Exercise details - Return exactly the lines that run from the one containing "Target: dense foliage" to the end of the entries, with both ends included.

Records for the task -
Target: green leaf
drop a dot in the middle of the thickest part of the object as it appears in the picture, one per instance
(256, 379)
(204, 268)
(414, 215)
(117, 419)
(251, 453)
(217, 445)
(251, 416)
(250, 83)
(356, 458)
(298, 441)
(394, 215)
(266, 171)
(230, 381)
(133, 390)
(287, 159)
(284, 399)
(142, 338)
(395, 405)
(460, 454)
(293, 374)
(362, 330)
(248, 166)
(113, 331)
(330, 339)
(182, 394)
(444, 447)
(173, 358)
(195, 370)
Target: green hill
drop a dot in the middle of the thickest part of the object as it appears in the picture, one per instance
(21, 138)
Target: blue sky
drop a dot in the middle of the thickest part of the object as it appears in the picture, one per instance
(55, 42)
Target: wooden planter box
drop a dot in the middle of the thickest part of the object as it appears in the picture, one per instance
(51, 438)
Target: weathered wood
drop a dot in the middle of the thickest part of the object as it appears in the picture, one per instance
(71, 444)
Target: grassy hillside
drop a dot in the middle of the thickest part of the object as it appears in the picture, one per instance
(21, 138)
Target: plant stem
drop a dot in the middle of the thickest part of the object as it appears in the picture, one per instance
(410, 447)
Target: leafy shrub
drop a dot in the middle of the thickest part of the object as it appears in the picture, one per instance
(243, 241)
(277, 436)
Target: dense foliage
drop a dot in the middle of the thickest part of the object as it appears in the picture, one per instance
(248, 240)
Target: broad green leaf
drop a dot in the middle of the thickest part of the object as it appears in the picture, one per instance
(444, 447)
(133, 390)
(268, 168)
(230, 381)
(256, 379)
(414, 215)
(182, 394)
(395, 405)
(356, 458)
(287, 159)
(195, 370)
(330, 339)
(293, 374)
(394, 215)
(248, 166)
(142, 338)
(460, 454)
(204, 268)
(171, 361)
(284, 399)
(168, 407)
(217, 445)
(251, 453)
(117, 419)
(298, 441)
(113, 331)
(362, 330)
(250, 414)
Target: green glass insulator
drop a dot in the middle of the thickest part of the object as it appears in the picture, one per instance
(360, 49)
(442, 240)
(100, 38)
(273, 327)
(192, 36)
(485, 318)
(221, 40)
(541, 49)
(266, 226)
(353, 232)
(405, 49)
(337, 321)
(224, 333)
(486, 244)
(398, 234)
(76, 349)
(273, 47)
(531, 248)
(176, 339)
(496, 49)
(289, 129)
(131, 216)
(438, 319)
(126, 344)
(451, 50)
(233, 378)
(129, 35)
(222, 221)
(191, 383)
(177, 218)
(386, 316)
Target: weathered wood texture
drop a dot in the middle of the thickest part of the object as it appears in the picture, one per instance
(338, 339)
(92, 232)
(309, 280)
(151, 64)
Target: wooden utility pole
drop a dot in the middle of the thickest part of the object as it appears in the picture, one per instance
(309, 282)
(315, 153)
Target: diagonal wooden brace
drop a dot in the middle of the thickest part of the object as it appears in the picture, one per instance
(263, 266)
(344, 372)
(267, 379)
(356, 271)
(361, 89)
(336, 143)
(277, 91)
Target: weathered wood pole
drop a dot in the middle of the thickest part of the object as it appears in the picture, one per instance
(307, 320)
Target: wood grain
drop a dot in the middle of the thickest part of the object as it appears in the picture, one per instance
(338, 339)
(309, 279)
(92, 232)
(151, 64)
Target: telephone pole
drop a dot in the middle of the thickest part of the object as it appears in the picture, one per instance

Correct response -
Target: dense foliage
drop a dot in the middle of the thickest part of the object as it appears in the picture, one per instance
(248, 240)
Target: broad green leaf
drop a dot in the middle of the thickest part of the object as it appears in the picture, one per instance
(444, 447)
(133, 390)
(268, 168)
(230, 381)
(256, 379)
(414, 215)
(182, 394)
(395, 405)
(356, 458)
(287, 159)
(195, 370)
(330, 339)
(293, 374)
(394, 215)
(248, 166)
(142, 338)
(460, 454)
(204, 268)
(171, 361)
(284, 399)
(168, 407)
(217, 445)
(251, 453)
(117, 419)
(298, 441)
(113, 331)
(362, 330)
(250, 414)
Target: green glass insulator
drop a dot in the middle of the thickest part of the object as it appears in the picture, one per instance
(360, 49)
(442, 240)
(100, 38)
(273, 327)
(192, 36)
(485, 318)
(221, 40)
(541, 49)
(266, 226)
(353, 232)
(405, 49)
(337, 321)
(224, 333)
(486, 244)
(398, 234)
(76, 349)
(273, 47)
(531, 248)
(176, 339)
(496, 49)
(289, 129)
(131, 216)
(438, 319)
(126, 344)
(451, 50)
(233, 378)
(129, 35)
(222, 221)
(191, 383)
(177, 218)
(386, 316)
Target: weathered wood texture
drop a dot in the middle of the thickest part of the object as it appears in the picture, one per instance
(338, 339)
(92, 232)
(309, 280)
(151, 64)
Target: wooden utility pole
drop a dot in the middle of the thickest part of the object as it appears in the picture, one per instance
(309, 282)
(315, 153)
Target: diagonal wooden brace
drop a dot in the middle of the thickest part of the object as it appears in the picture, one per instance
(263, 266)
(344, 372)
(267, 379)
(356, 271)
(361, 89)
(336, 143)
(277, 91)
Target: weathered wood pole
drop a dot in the middle of the thickest part of the object as it appears in the picture, one per instance
(307, 320)
Target: wood grain
drop a dot in the middle of the thickest part of the object as it appears in the picture, one per instance
(338, 339)
(309, 279)
(92, 232)
(151, 64)
Target: telephone pole
drop a dot in the middle of the thickest part of the object as it appears in the picture, one per instance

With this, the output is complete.